Restate the entries below word for word, leaving nothing out.

(Saved entries)
<<<<

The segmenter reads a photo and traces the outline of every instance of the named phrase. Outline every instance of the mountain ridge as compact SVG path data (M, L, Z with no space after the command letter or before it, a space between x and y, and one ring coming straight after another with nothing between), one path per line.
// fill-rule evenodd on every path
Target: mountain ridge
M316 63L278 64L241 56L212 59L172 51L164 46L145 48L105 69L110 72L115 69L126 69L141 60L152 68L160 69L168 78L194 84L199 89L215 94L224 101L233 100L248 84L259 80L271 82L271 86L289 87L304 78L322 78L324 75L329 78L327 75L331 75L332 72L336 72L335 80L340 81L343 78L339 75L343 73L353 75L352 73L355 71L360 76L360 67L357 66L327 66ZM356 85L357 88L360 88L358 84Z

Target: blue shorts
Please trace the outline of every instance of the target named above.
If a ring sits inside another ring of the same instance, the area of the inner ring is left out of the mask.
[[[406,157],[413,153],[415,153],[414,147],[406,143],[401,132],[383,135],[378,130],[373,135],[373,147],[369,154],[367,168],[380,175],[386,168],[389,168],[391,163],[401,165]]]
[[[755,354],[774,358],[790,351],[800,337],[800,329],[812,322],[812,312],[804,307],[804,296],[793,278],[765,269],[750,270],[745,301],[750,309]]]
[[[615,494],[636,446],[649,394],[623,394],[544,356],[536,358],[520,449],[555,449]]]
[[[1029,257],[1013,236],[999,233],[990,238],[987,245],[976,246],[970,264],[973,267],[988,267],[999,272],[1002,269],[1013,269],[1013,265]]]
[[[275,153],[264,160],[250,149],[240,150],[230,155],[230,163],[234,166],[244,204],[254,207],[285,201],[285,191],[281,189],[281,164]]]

>>>>

■ **WRITTEN REPLY**
The segmenter reads a photo and traces the outline of every instance of the named phrase. Outline every instance of the mountain ridge as compact SVG path data (M, L, Z with no space after the command letter or before it, a space between x and y, and one ring coming straight after another with nothing between), one path per line.
// fill-rule evenodd on every path
Target: mountain ridge
M316 63L278 64L241 56L212 59L172 51L164 46L145 48L105 69L110 72L115 69L126 69L141 60L152 68L160 69L168 78L194 84L199 89L215 94L224 101L233 100L248 84L259 80L271 82L271 86L289 87L304 78L322 78L324 75L329 78L327 75L331 75L332 72L336 72L335 80L340 81L343 78L339 75L343 73L353 75L352 73L355 71L360 76L360 67L357 66L327 66ZM356 85L357 88L360 88L358 84Z

Target: blue shorts
Please trace the outline of every instance of the target named above.
If a ring sits inside another ring of the same instance, the area of the inner ring is left out of the mask.
[[[406,157],[413,153],[415,153],[414,147],[406,143],[401,132],[383,135],[378,130],[373,135],[373,147],[369,154],[367,168],[380,175],[386,168],[389,168],[391,163],[401,165]]]
[[[755,354],[774,358],[790,351],[800,337],[800,329],[812,322],[812,312],[804,307],[804,296],[793,278],[765,269],[750,270],[745,301],[750,309]]]
[[[615,494],[636,446],[649,394],[623,394],[544,356],[536,358],[520,449],[555,449]]]
[[[1029,257],[1013,236],[999,233],[990,238],[987,245],[976,246],[970,264],[973,267],[988,267],[999,272],[1002,269],[1013,269],[1013,265]]]
[[[275,153],[264,160],[250,149],[240,150],[230,155],[230,163],[234,166],[244,204],[254,207],[285,201],[285,191],[281,189],[281,164]]]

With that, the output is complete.